TASK INPUTS:
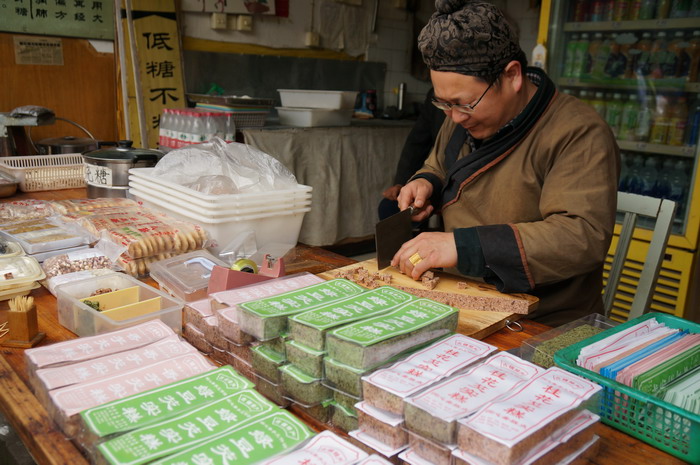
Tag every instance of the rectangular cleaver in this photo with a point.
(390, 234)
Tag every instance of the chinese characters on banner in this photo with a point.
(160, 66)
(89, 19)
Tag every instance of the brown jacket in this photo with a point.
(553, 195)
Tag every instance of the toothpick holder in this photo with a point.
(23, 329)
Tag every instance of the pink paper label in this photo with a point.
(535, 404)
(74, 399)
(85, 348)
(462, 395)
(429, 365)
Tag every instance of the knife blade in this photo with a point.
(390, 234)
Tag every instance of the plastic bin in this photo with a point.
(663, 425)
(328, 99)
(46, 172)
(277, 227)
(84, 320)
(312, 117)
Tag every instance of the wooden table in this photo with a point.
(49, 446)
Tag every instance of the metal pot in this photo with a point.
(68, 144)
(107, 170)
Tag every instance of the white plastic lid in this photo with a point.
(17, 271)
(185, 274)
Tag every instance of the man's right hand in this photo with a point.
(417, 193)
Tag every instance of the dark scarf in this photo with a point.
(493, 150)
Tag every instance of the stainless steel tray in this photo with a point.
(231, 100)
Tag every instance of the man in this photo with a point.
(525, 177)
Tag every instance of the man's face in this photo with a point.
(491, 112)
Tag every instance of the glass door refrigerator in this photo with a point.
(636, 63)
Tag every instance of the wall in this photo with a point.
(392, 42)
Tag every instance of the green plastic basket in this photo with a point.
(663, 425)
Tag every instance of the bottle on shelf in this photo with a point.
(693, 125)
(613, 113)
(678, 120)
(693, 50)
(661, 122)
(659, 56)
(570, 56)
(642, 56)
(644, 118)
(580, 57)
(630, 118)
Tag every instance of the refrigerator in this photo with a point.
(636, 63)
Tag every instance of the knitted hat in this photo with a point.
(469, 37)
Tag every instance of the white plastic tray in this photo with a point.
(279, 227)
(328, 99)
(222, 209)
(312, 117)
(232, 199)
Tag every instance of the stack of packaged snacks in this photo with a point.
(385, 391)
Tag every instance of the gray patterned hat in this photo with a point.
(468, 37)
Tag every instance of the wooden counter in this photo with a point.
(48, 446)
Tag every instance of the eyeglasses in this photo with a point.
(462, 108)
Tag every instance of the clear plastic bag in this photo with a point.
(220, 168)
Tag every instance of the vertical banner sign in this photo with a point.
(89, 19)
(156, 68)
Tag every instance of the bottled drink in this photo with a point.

YOUR OBJECTIVE: Rewrite all of the records above with "with a dot" substituted for each "with a point", changing nothing else. Leave the pictures out.

RESPONSE TO THIS TASK:
Tag every instance of the rectangular cleaver in this photo with a dot.
(390, 234)
Tag every instance of the chinese characters on banner in this photo with a dot.
(160, 66)
(89, 19)
Tag every instance of the brown jacket in this photo with a dot.
(553, 195)
Tag every instance of the toothpick holder in this photo with a dot.
(23, 329)
Tag every instance of the pink paper label in this photo with a dot.
(535, 404)
(74, 399)
(85, 348)
(462, 395)
(429, 365)
Tag every instance of the knife blade in this photo with a dot.
(390, 234)
Tag every instance of the plastic bin in this photo with a dot.
(663, 425)
(328, 99)
(46, 172)
(277, 227)
(84, 320)
(312, 117)
Tag every instance of the wooden table in this photo with a dot.
(49, 446)
Tag every instance of the metal pot in this photo with a dot.
(68, 144)
(107, 170)
Tag every instance of the white plastic lid in this photo with a dot.
(17, 271)
(185, 274)
Tag every instance of the man's right hand in this photo with a dot.
(417, 193)
Tag every instance of the dark scarf in this photo with a dot.
(493, 150)
Tag every instance of the stainless steel tray in this photo with a dot.
(231, 100)
Tag every instance of the man in this photo with a dot.
(525, 177)
Tag every instance of the man's face in this photo with a dot.
(491, 112)
Tag every instance of the glass door refrigerator in this photo with a dot.
(636, 63)
Tag every instance of the wall in this photo with a dot.
(392, 42)
Tag every instance of the green plastic basket in this photo with a dot.
(663, 425)
Tag every instance of the bottle on shelf in this photo with a dot.
(693, 125)
(613, 113)
(678, 120)
(693, 50)
(661, 122)
(659, 56)
(570, 56)
(642, 56)
(644, 118)
(580, 57)
(630, 118)
Tag every instance of the refrigerator in this photo with a dot.
(636, 63)
Tag every instance of the knitted hat in this photo with a dot.
(469, 37)
Tag every instance of the white plastic tray in this photo with a dot.
(279, 227)
(328, 99)
(222, 209)
(312, 117)
(232, 199)
Tag every instance of the stack of packaged snacks in this photo with a dot.
(385, 391)
Tag every instance of the gray patterned hat in this photo with a dot.
(468, 37)
Tag every instance of the wooden counter in this photo with a dot.
(48, 446)
Tag every instance of the eyeglasses in this photo with a dot.
(462, 108)
Tag every instance of the clear plastic bag in this photo with a dot.
(220, 168)
Tag every instance of the vertical banner sign in this photo with a dot.
(89, 19)
(156, 68)
Tag every instance of the bottled drink in this photo with a dot.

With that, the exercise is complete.